■ EXERCISE BRIEF ■
Your task is to set down the records below again, exactly.

(Data items)
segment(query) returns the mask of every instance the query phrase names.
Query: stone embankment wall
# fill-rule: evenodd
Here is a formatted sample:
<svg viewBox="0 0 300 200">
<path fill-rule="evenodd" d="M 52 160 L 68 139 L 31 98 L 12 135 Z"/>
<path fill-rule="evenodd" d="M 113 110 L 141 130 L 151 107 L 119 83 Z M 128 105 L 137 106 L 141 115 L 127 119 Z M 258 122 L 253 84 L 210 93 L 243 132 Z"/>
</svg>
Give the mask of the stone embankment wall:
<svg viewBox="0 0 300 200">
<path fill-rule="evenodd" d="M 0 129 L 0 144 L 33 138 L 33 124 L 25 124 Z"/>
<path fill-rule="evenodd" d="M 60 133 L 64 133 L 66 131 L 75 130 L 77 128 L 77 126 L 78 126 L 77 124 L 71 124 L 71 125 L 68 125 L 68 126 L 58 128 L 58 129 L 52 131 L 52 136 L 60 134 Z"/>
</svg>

■ COMPLETED EXERCISE ■
segment(query) returns the mask of every instance the query phrase names.
Query: stone embankment wall
# fill-rule: evenodd
Here is a formatted sample:
<svg viewBox="0 0 300 200">
<path fill-rule="evenodd" d="M 52 160 L 68 139 L 31 98 L 12 135 Z"/>
<path fill-rule="evenodd" d="M 113 110 L 141 130 L 151 107 L 119 83 Z M 128 105 L 137 106 L 141 115 L 127 119 Z M 258 122 L 253 84 L 210 93 L 243 132 Z"/>
</svg>
Give the mask of the stone embankment wall:
<svg viewBox="0 0 300 200">
<path fill-rule="evenodd" d="M 0 129 L 0 144 L 33 138 L 33 124 L 25 124 Z"/>
<path fill-rule="evenodd" d="M 60 133 L 64 133 L 66 131 L 75 130 L 77 128 L 77 126 L 78 126 L 77 124 L 71 124 L 71 125 L 68 125 L 68 126 L 58 128 L 58 129 L 52 131 L 52 136 L 60 134 Z"/>
</svg>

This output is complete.